• Text segment:
BALTIMORE, Oct. 2 (UPI) -- Changes to protocol for transporting trauma patients to the emergency room by ambulance rather than helicopter resulted in some patients needing additional care but no changes to expected levels of mortality, a decade-long study of emergency transport in Maryland found.
The state of Maryland, as well as the National Transportation Safety Board, made changes to how transport decisions are made in 2004, 2007 and 2008, based at least partially on aeromedical transport costing between 5 and 15 times more than ground transportation.
Nine fatal helicopter EMS crashes in 2008, which killed 35 people, inspired drastic changes in decision-making as well, which researchers said has had a good overall effect.
"Purported benefits of HEMS are derived from enhanced crew expertise and decreased time to deliver seriously injured patients to trauma centers," said Dr. Jon Mark Hirshon, an associate professor at the University of Maryland School of Medicine, in a press release. "However, by shifting to a new protocol that increased ground transports and decreased air transport for less critical patients, we improved patient outcomes while saving the state considerable money. Those are wins all around."
The protocol changes initially recommended that patients within a 30-minute drive be transported by ambulance, and that a physician authorize helicopter transport for patients in certain trauma categories regardless of distance. The recommendations were later changed to a requirement.

• Data provided:
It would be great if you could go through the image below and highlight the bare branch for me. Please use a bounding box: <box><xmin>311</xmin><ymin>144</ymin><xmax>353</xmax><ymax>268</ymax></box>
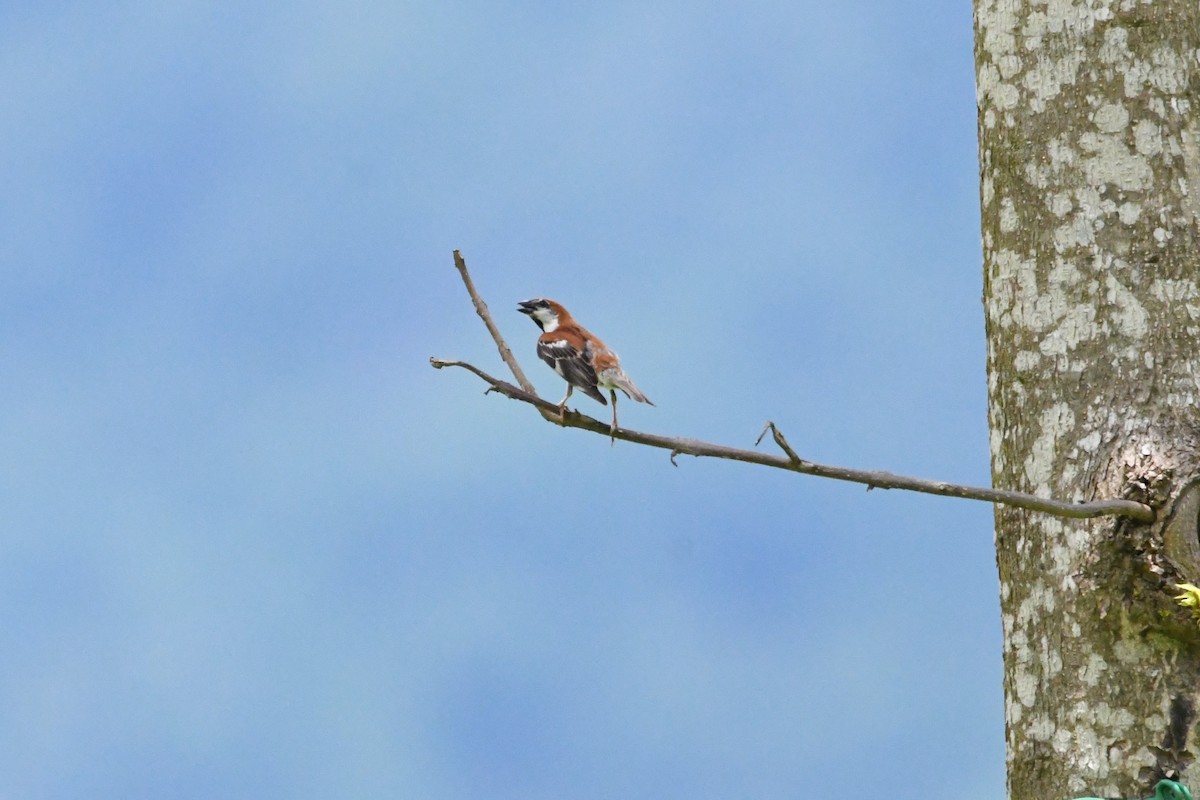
<box><xmin>430</xmin><ymin>359</ymin><xmax>1154</xmax><ymax>523</ymax></box>
<box><xmin>451</xmin><ymin>251</ymin><xmax>537</xmax><ymax>398</ymax></box>
<box><xmin>430</xmin><ymin>251</ymin><xmax>1154</xmax><ymax>523</ymax></box>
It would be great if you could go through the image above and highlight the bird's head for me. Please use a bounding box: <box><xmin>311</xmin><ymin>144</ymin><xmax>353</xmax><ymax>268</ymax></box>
<box><xmin>517</xmin><ymin>297</ymin><xmax>569</xmax><ymax>333</ymax></box>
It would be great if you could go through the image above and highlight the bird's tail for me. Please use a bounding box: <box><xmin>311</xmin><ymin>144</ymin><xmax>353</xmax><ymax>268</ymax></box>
<box><xmin>612</xmin><ymin>372</ymin><xmax>654</xmax><ymax>405</ymax></box>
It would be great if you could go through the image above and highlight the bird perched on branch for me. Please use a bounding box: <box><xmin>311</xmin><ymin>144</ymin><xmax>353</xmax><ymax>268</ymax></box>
<box><xmin>517</xmin><ymin>297</ymin><xmax>654</xmax><ymax>437</ymax></box>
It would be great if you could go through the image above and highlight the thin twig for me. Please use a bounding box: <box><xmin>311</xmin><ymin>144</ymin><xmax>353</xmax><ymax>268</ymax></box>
<box><xmin>454</xmin><ymin>251</ymin><xmax>537</xmax><ymax>398</ymax></box>
<box><xmin>430</xmin><ymin>359</ymin><xmax>1154</xmax><ymax>523</ymax></box>
<box><xmin>430</xmin><ymin>251</ymin><xmax>1154</xmax><ymax>523</ymax></box>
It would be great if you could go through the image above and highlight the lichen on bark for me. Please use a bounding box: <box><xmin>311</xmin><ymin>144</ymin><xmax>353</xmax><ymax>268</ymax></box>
<box><xmin>976</xmin><ymin>0</ymin><xmax>1200</xmax><ymax>799</ymax></box>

• Task description: Rewrite the Maryland emergency transport article, starting at "BALTIMORE, Oct. 2" and ending at "in Maryland found.", and replace "helicopter" with "air ambulance".

• Exercise result:
BALTIMORE, Oct. 2 (UPI) -- Changes to protocol for transporting trauma patients to the emergency room by ambulance rather than air ambulance resulted in some patients needing additional care but no changes to expected levels of mortality, a decade-long study of emergency transport in Maryland found.